EXERCISE SET:
1. List every hockey team that the biography of Steve McCarthy names.
2. Write the next part of the Steve McCarthy biography, picking up after its final sentence.

STUDY TEXT:
Canadian ice hockey player (born 1981)

Steve McCarthy (born February 3, 1981) is a Canadian former professional ice hockey defenceman and coach. McCarthy played in the National Hockey League with the Chicago Blackhawks, Vancouver Canucks and the Atlanta Thrashers. He also served an assistant coach for the Columbus Blue Jackets from the 2021–22 season to the 2025–26 season.

==Playing career==
McCarthy was drafted by the Chicago Blackhawks with the twenty-third pick in the 1999 NHL entry draft. He made his debut in the 1999–2000 NHL season and he recorded an assist on his first shift. After playing 134 games with the Blackhawks, he was traded to the Vancouver Canucks on August 22, 2005 in exchange for a third-round pick in the 2007 NHL entry draft. He was then traded to the Atlanta Thrashers by the Canucks for a conditional fourth-round pick. on March 9, 2006

In the 2008-09 season, McCarthy left the NHL and signed a one-year contract with Russian team Salavat Yulaev Ufa of the newly formed Kontinental Hockey League. McCarthy struggled to adapt to the European transition and went scoreless in just 18 games with Ufa.

On July 10, 2009, McCarthy returned to the North America when he was signed by the Anaheim Ducks on a one-year contract. However, on September 24, before ever playing a game with the Ducks prior to the 2009-10 season McCarthy was traded back to Atlanta, for future considerations.

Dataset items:
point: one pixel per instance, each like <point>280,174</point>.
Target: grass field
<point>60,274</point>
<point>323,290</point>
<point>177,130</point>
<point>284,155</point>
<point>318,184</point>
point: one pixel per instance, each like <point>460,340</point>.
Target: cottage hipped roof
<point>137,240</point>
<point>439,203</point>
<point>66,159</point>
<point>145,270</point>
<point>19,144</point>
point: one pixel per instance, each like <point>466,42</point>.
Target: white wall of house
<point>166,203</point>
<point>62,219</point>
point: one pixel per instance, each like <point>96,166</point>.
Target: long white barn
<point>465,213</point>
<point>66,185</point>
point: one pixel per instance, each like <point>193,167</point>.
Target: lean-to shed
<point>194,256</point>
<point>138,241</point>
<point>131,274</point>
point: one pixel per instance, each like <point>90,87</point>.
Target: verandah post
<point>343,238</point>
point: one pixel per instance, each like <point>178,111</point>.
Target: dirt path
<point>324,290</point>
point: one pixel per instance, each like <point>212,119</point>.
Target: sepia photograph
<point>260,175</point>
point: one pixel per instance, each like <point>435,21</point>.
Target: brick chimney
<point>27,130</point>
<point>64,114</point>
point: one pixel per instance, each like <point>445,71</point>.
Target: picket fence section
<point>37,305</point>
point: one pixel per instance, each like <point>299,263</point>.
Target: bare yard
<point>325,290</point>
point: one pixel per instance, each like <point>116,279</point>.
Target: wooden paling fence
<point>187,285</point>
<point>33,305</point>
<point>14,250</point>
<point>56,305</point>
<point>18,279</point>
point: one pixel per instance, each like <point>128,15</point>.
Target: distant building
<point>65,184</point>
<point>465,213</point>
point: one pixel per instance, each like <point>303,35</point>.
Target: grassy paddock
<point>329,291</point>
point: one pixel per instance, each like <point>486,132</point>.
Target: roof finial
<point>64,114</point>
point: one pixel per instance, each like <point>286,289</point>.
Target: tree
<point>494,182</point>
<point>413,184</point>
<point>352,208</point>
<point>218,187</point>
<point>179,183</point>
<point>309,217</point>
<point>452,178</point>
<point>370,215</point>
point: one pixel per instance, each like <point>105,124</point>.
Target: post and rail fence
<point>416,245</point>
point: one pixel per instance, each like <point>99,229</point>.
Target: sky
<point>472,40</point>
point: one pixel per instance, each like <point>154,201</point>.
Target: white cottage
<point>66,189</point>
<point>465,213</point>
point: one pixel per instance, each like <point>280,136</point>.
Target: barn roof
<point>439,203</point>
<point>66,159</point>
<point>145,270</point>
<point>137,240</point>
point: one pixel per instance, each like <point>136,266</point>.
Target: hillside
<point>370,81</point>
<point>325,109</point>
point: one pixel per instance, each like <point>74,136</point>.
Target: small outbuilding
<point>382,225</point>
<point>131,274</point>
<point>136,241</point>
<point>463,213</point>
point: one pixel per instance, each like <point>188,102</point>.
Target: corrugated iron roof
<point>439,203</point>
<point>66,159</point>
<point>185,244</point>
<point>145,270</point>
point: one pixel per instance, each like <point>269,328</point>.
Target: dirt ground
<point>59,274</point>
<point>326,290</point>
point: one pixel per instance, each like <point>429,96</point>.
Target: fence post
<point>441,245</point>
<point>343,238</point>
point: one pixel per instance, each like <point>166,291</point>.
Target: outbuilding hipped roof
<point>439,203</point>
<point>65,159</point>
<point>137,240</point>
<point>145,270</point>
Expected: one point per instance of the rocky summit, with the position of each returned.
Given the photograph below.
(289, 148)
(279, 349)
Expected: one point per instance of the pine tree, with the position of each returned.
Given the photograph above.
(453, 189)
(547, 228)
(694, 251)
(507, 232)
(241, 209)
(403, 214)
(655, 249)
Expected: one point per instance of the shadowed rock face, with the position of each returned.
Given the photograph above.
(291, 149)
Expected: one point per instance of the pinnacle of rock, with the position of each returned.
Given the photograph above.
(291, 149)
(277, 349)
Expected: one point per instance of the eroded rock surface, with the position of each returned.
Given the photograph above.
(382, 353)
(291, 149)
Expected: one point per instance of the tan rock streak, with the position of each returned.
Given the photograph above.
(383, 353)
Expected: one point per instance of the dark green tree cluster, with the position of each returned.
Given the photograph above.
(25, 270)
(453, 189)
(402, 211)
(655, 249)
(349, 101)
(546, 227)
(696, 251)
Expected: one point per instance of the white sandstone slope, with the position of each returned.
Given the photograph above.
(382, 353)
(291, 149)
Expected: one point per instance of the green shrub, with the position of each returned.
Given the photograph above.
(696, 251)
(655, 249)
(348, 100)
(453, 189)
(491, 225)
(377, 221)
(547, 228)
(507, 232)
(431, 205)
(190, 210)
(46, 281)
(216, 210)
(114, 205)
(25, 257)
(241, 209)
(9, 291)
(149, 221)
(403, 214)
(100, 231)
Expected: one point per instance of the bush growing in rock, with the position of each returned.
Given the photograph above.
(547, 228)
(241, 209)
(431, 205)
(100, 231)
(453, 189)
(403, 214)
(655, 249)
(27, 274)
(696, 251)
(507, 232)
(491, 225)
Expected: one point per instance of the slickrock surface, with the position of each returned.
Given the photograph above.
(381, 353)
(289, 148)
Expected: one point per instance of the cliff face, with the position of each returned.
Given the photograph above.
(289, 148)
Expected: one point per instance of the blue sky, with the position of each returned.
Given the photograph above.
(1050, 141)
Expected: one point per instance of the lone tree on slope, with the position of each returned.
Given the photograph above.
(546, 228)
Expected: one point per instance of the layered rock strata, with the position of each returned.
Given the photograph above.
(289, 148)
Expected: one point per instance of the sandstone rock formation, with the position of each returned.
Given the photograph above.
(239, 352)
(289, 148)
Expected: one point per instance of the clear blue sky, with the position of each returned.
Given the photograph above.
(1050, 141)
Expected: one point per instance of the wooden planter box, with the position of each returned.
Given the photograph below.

TASK-BY-TASK OUTPUTS:
1. Chicago Blackhawks, Vancouver Canucks, Atlanta Thrashers, Columbus Blue Jackets, Salavat Yulaev Ufa, Anaheim Ducks

2.
On October 1, 2010, McCarthy, went back to Europe, signing with TPS, whose squad had been decimated by in defence. He played 32 games in his only season for the team.

McCarthy signed a one-year deal with the ZSC Lions of the Swiss National League A on October 16, 2011, to play under former NHL coach Bob Hartley. On April 17, 2012 - with just 2.5 seconds left in regulation time - he scored the game-winning goal in game 7 of the Swiss playoff finals for ZSC Lions.

Helping the Lions to claim the title, McCarthy followed Bob Hartley, as the newly appointed head coach of the Calgary Flames, back to North America and signed with Flames AHL affiliate, the Abbotsford Heat after a successful try-out on October 7, 2012. McCarthy though was released by the Flames on January 18, 2013 and five days later on January 23, rejoined ZSC Lions for the remainder of the campaign.

In the 2014-15 season, McCarthy as a free agent belatedly signed a professional tryout contract with the AHL's Springfield Falcons on November 11, 2014. He played three games before being released. On February 23, 2015, he was again signed in the AHL in agreeing to a try-out contract with the Iowa Wild.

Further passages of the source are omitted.